• **Job A**
For each statement, answer yes or no according to the review of "Killer of Sheep," and quote the words from the review that decide it. (i) The review calls the film a student film. (ii) The review places the film somewhere between Italian neorealism and John Cassavetes. (iii) The slow dance scene is filmed nearly in silhouette.
• **Job B**
Answer these questions from the review of "Killer of Sheep."
(i) On what date was the review posted?
(ii) To which song is the slow dance set?
(iii) What reinforces the sense of surrealism?
• **Job C**
Quote the review of "Killer of Sheep" word for word, beginning at the words "A stunning work" and stopping after "sense of surrealism.".

• **Selected excerpt**
Archive for the ‘1970s’ Category


“Killer of Sheep,” dir. Charles Burnett

April 22, 2010

A stunning work of naturalism. Make no mistake, this IS a student film, with the rough mechanics and conceptual lapses synonymous with student work, but historically and aesthetically, it’s a remarkable achievement.

It looks and feels very real, but it’s approach also seems very alien compared to other films shot in places like Watts. It’s tempting to compare it to Italian neorealism, but its hazy lyricism, plotless structure and loose interactions place it somewhere between Terrence Malick and John Cassavetes. Some stretches of the film even progress like a dream, and the eclectic choices populating the soundtrack reinforce this sense of surrealism.

Again, the film’s not a seamless experience – parts of it stumble, and several scenes are too clearly acted and (presumably) scripted, betraying the inexperience of its cast. But their best moments are exquisite, like a slow dance to “Bitter Earth,” filmed nearly in silhouette, erupting in unrequited passion and ending in painful alienation.

• **Data extract**
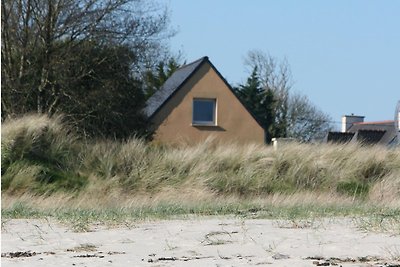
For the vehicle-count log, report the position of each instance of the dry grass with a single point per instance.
(45, 164)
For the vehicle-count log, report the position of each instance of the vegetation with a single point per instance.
(47, 170)
(282, 112)
(83, 58)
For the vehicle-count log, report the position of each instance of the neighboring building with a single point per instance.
(196, 102)
(354, 129)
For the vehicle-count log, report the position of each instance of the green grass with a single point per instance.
(83, 181)
(367, 217)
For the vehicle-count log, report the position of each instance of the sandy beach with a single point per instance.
(204, 241)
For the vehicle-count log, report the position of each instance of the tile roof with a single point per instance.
(173, 83)
(387, 127)
(339, 137)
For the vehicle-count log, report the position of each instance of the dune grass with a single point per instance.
(47, 169)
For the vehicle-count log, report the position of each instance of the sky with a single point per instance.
(344, 54)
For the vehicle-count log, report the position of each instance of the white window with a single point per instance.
(204, 111)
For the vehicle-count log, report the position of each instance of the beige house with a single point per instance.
(195, 103)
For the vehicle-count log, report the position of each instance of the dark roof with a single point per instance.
(369, 137)
(177, 80)
(339, 137)
(387, 127)
(173, 83)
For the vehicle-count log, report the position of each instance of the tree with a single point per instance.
(275, 77)
(294, 115)
(306, 122)
(105, 99)
(41, 37)
(155, 78)
(259, 101)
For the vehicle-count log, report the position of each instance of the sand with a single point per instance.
(204, 241)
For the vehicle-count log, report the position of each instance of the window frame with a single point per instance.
(214, 111)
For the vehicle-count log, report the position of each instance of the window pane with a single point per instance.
(203, 111)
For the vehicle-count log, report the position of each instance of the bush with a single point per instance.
(39, 154)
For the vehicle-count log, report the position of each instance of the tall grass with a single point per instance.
(43, 157)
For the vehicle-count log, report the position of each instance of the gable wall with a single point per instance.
(234, 123)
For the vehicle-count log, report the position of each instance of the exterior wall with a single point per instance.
(173, 122)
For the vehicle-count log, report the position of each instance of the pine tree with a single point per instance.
(259, 101)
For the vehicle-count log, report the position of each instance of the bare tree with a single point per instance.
(295, 115)
(39, 37)
(274, 76)
(305, 121)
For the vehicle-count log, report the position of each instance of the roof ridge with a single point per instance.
(374, 122)
(193, 62)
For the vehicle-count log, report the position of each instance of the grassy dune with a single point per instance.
(47, 169)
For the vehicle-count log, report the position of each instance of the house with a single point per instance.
(195, 103)
(354, 129)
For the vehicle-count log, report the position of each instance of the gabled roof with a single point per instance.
(388, 128)
(177, 80)
(339, 137)
(173, 83)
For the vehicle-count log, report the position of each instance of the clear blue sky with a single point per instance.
(344, 54)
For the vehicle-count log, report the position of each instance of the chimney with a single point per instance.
(348, 120)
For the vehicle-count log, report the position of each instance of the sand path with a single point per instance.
(221, 241)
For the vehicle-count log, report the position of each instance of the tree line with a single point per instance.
(98, 61)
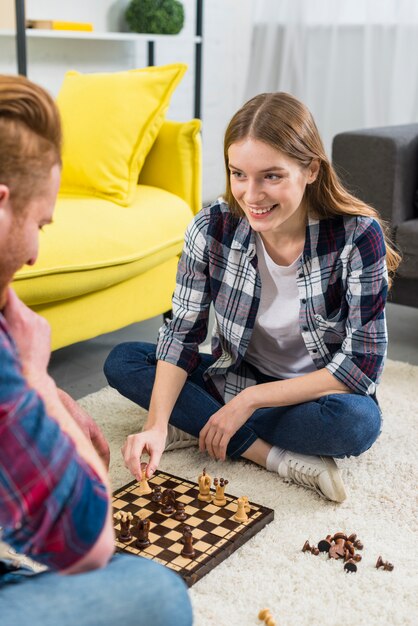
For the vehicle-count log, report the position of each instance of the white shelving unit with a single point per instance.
(22, 34)
(32, 33)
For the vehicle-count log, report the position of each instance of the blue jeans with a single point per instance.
(130, 591)
(336, 425)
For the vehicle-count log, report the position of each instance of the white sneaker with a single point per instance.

• **Correct answer A**
(i) Yes: "Make no mistake, this IS a student film"
(ii) No: "place it somewhere between Terrence Malick and John Cassavetes"
(iii) Yes: "filmed nearly in silhouette"

• **Correct answer B**
(i) April 22, 2010
(ii) "Bitter Earth"
(iii) The eclectic choices populating the soundtrack

• **Correct answer C**
A stunning work of naturalism. Make no mistake, this IS a student film, with the rough mechanics and conceptual lapses synonymous with student work, but historically and aesthetically, it’s a remarkable achievement.

It looks and feels very real, but it’s approach also seems very alien compared to other films shot in places like Watts. It’s tempting to compare it to Italian neorealism, but its hazy lyricism, plotless structure and loose interactions place it somewhere between Terrence Malick and John Cassavetes. Some stretches of the film even progress like a dream, and the eclectic choices populating the soundtrack reinforce this sense of surrealism.